REQUIREMENT> Can you set out all the records below as a numbered list, skipping any blank lines and leaving the pictures out?

Recorded data>
######
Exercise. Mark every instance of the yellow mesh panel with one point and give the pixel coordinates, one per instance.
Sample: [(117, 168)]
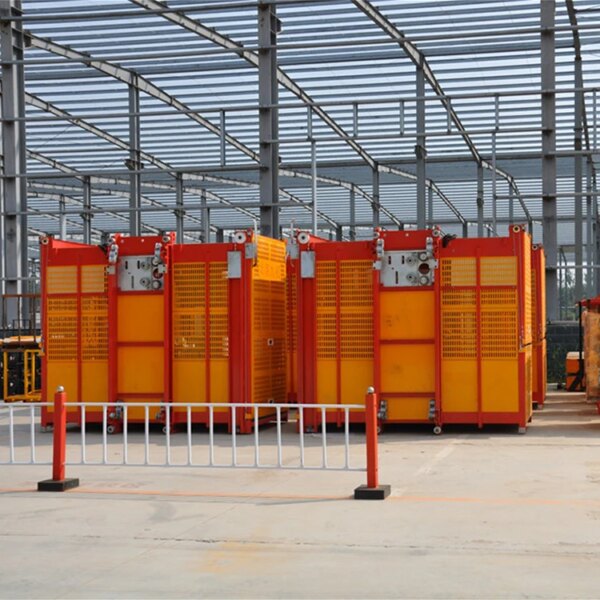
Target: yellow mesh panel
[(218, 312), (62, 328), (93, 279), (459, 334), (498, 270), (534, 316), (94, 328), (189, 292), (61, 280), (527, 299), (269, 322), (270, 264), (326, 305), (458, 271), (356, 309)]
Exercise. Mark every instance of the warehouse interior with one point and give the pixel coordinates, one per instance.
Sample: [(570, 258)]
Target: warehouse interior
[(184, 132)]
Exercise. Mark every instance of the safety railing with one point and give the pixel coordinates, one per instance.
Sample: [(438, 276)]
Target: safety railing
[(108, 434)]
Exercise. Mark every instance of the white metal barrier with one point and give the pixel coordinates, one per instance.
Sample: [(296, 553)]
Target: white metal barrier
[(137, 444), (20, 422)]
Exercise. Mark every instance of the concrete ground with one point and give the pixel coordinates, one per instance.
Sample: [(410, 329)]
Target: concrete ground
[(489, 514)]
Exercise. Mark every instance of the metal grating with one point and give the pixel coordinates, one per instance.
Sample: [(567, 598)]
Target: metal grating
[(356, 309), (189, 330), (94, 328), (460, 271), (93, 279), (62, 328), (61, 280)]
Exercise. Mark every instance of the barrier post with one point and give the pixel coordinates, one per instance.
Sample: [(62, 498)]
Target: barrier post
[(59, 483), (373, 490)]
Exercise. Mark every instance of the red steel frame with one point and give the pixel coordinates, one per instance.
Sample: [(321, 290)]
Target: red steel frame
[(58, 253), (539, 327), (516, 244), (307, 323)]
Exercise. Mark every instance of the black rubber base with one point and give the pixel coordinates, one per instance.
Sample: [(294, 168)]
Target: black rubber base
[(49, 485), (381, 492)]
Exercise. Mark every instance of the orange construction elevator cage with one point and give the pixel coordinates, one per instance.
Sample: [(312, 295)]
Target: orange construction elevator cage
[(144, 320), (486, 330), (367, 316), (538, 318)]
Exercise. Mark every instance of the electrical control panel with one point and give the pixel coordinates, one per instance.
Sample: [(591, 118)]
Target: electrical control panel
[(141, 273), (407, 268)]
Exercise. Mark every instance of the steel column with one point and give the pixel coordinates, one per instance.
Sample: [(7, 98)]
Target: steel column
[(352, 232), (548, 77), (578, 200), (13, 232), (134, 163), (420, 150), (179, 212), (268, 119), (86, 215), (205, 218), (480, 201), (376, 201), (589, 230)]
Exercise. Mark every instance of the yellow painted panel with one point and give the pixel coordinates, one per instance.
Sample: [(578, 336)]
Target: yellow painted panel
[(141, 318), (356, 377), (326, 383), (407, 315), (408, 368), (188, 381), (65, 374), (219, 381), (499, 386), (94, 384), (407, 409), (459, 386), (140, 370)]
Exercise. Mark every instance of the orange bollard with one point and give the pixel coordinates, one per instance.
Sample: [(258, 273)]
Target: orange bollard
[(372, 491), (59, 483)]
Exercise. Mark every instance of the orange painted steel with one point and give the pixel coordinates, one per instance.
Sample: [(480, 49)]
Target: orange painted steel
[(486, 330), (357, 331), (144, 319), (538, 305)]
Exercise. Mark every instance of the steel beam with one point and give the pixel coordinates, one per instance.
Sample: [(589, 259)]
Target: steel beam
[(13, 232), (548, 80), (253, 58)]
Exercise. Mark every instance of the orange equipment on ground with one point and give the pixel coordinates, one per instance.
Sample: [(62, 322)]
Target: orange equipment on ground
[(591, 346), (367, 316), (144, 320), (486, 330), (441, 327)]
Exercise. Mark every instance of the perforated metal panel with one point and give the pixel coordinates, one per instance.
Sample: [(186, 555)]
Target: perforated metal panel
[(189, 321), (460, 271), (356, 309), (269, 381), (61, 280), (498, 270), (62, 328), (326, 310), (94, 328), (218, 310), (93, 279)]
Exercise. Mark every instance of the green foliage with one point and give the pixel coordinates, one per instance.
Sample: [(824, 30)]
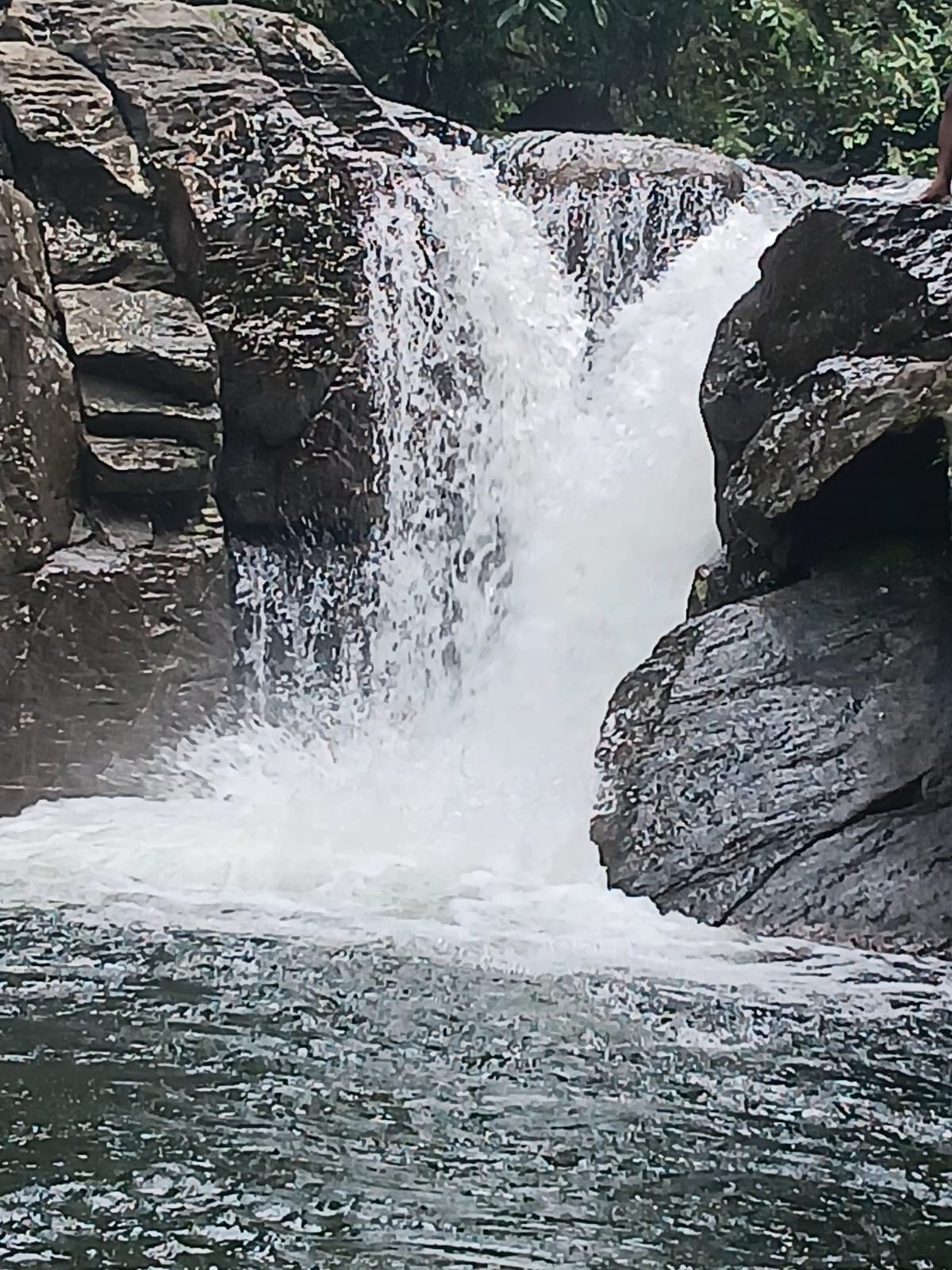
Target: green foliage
######
ANSWER FOR THE TASK>
1. Exercise. Mark every instance of the yellow mesh panel with one point and give the pixel coordinates, one per instance.
2. Sample: [(117, 168)]
3. Target: yellow mesh panel
4. [(218, 312), (62, 328), (93, 279), (459, 334), (498, 270), (534, 316), (94, 328), (189, 292), (61, 280), (527, 299), (269, 322), (270, 264), (326, 305), (458, 271), (356, 309)]
5. Exercise. Mark every instance of the warehouse interior with one point and give the pixel coordinates, one per instance.
6. Sample: [(570, 258)]
7. Target: warehouse interior
8. [(184, 132)]
9. Exercise. Mark every instance of the safety railing with one point and give the pixel coordinates, one per instance.
10. Sample: [(438, 276)]
11. Target: safety railing
12. [(108, 434)]
13. Exercise. Mark every instance of the white metal barrier with one point and give the pixel coordinates, one per instance.
14. Sample: [(296, 553)]
15. Target: white metal barrier
16. [(137, 444), (20, 422)]
17. Exercise. Mark every instance of the concrete ground with one point and give the pixel coordinates, one per instance.
18. Sample: [(410, 329)]
19. Target: concrete ground
20. [(489, 514)]
21. Exercise. Mark every instance of the metal grating with one point and give the pixel coordinates, one per instance.
22. Sample: [(567, 598)]
23. Target: metal grating
24. [(356, 309), (189, 330), (94, 328), (460, 271), (93, 279), (62, 328), (61, 280)]
25. Exercise. Mark every instance of the barrier post with one point and give the pixel coordinates, one per instance.
26. Sample: [(62, 498)]
27. Target: barrier post
28. [(59, 483), (373, 490)]
29. Exercise. Mark every instance of the red steel frame with one point and give the pixel coordinates, one per instance.
30. Sample: [(321, 290)]
31. Target: red steel frame
32. [(58, 253), (539, 327), (516, 244), (307, 323)]
33. Exercise. Mark every instance of the black rubber base with one point and give the pixel coordinates, one per instance.
34. Sample: [(294, 168)]
35. Target: black rubber base
36. [(49, 485), (381, 492)]
37. Exercise. Mark every instance of the orange construction elevator cage with one point and give the pixel coordinates, one per instance.
38. Sample: [(312, 295)]
39. Target: orange construction elevator cage
40. [(144, 320), (486, 330), (367, 316), (538, 318)]
41. Exercise. Mark every instance of the electrical control panel with one point and give the pixel coordinates, one per instance.
42. Sample: [(591, 118)]
43. Target: electrical control panel
44. [(141, 273), (407, 268)]
45. Exercise. Mark every instance of the steel column with one point and give the pixel coordinates, one per instance.
46. Sample: [(7, 98)]
47. Target: steel column
48. [(352, 232), (548, 77), (578, 200), (13, 232), (134, 163), (420, 150), (179, 212), (268, 119), (86, 215), (205, 218), (480, 201), (376, 201), (589, 230)]
49. Exercise. Mark every instance of the yellow painted panel with one point and give the pixel coordinates, one per instance.
50. Sample: [(578, 336)]
51. Target: yellow painted panel
52. [(141, 318), (356, 377), (326, 383), (407, 315), (408, 368), (188, 381), (65, 374), (219, 381), (499, 386), (94, 384), (407, 409), (459, 386), (140, 370)]
53. Exercise. Mark every instance of the orange bollard with one point and give the pixel coordinates, one per instance.
54. Sample: [(258, 273)]
55. Target: orange bollard
56. [(372, 491), (59, 483)]
57. Exercise. Mark every instance of the orange painted steel with one point and give the pixel coordinates, one per instance.
58. Sample: [(480, 49)]
59. Target: orange painted steel
60. [(486, 330), (357, 331), (144, 319), (538, 305)]
61. Exercise. Mark every instance of the steel beam with one point and give the pixel coordinates, one per instance.
62. Sample: [(589, 259)]
63. Target: steel beam
64. [(13, 232), (548, 80), (253, 58)]
65. Exercise. Mark every instance of the orange equipment on ground with one point and give the pixel coordinates, one per instance.
66. Sample: [(62, 322)]
67. Target: orange equipment on ground
68. [(591, 346), (367, 316), (144, 320), (486, 330), (441, 327)]
69. Exercise. Mark every instance of the perforated metal panel with one point and give the pixel coordinates, one per instance.
70. Sample: [(186, 555)]
71. Target: perforated metal panel
72. [(189, 321), (460, 271), (356, 309), (269, 381), (61, 280), (498, 270), (62, 328), (326, 310), (94, 328), (218, 310), (93, 279)]
73. Exercise. Mark every instance of the green foliage with one point and give the pixel coordinates, one per instance.
74. Sample: [(824, 30)]
75. Target: green foliage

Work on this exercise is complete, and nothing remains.